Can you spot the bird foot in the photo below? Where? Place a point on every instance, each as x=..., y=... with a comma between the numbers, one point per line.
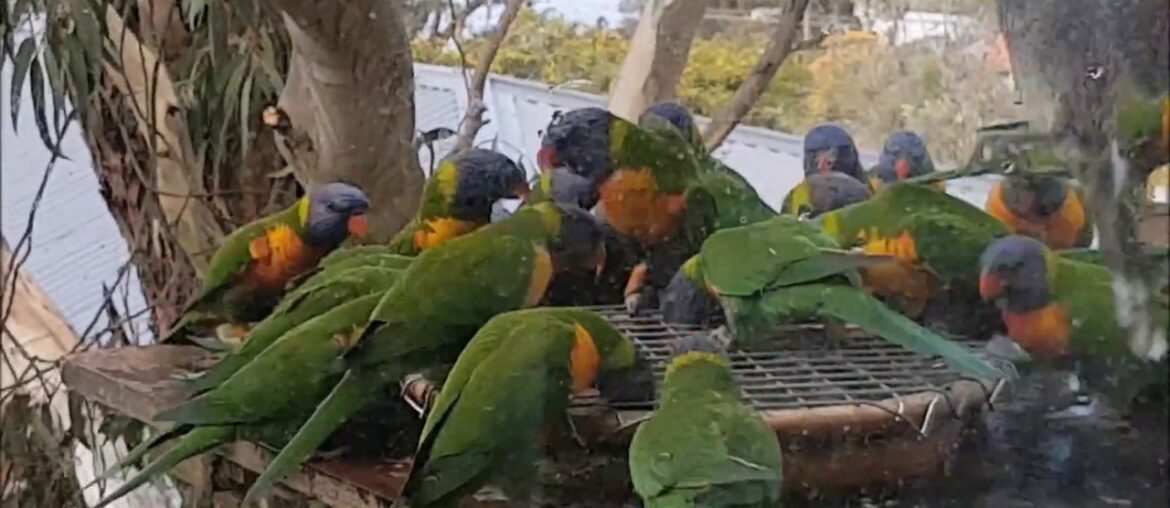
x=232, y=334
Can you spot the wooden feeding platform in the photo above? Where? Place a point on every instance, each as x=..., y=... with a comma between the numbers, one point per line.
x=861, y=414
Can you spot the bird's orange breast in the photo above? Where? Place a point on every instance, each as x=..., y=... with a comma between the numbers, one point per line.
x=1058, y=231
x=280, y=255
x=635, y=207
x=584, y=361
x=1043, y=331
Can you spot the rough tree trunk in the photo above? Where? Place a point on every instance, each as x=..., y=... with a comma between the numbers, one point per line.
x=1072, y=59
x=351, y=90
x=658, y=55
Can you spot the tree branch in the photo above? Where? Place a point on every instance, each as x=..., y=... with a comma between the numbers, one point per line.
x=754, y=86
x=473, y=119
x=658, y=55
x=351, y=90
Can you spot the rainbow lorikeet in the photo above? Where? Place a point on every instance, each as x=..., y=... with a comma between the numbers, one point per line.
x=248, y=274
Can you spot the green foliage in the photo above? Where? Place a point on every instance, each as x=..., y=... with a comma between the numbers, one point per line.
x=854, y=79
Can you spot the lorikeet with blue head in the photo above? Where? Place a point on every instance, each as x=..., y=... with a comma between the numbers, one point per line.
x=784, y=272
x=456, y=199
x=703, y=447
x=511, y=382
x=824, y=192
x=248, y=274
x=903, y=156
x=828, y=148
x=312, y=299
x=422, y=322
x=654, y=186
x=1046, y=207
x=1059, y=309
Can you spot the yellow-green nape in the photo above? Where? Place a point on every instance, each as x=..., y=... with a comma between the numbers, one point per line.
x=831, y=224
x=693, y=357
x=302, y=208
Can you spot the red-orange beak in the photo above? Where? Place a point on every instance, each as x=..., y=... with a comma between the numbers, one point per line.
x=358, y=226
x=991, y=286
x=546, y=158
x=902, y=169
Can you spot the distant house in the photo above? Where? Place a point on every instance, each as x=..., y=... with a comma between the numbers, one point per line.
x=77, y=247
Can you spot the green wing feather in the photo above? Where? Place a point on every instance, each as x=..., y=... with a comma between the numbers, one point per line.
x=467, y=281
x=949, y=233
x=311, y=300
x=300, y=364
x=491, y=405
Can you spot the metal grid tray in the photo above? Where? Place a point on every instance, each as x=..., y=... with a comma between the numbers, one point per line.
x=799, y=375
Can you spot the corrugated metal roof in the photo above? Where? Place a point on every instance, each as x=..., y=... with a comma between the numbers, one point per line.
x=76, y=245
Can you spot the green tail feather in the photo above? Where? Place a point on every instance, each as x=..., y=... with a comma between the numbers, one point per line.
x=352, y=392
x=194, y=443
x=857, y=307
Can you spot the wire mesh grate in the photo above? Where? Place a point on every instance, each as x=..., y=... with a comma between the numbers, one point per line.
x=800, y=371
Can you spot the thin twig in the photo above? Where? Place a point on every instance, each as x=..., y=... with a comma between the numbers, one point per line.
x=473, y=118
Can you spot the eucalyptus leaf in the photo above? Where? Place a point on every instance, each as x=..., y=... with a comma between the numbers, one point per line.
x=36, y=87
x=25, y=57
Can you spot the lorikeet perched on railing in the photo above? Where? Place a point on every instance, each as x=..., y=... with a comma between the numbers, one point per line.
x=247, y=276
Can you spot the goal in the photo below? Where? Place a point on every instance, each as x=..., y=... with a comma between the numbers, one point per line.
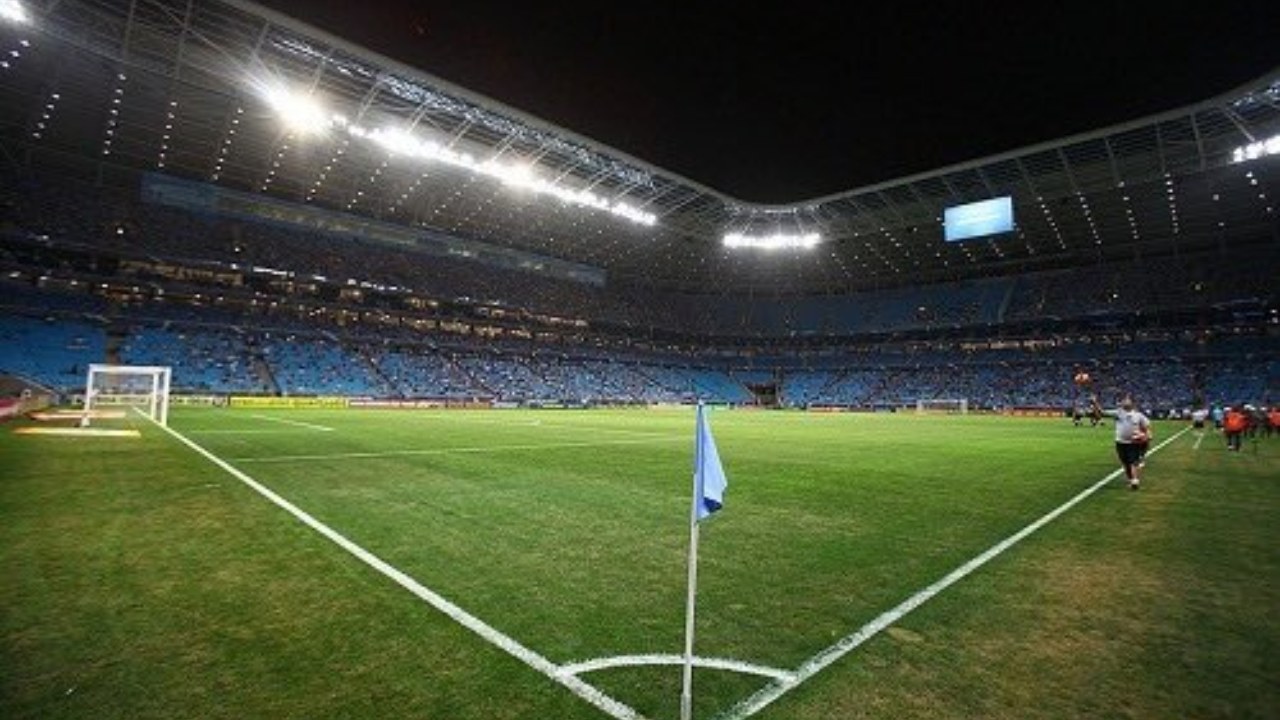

┄┄┄┄┄┄

Please retype the lines from the one containing "Can you spot the lorikeet perched" through the last line of the records above, exactly as written, and leave out any pictures.

Answer for the task:
Can you spot the lorikeet perched on railing in the photo above? Where? Place a point on every instance, each as x=..., y=... with a comma between the numbers, one point per line.
x=247, y=276
Can you spot the goal in the photo below? Where? Place a point on every instance, each as x=..., y=... with a comma between the numbers, one point per line.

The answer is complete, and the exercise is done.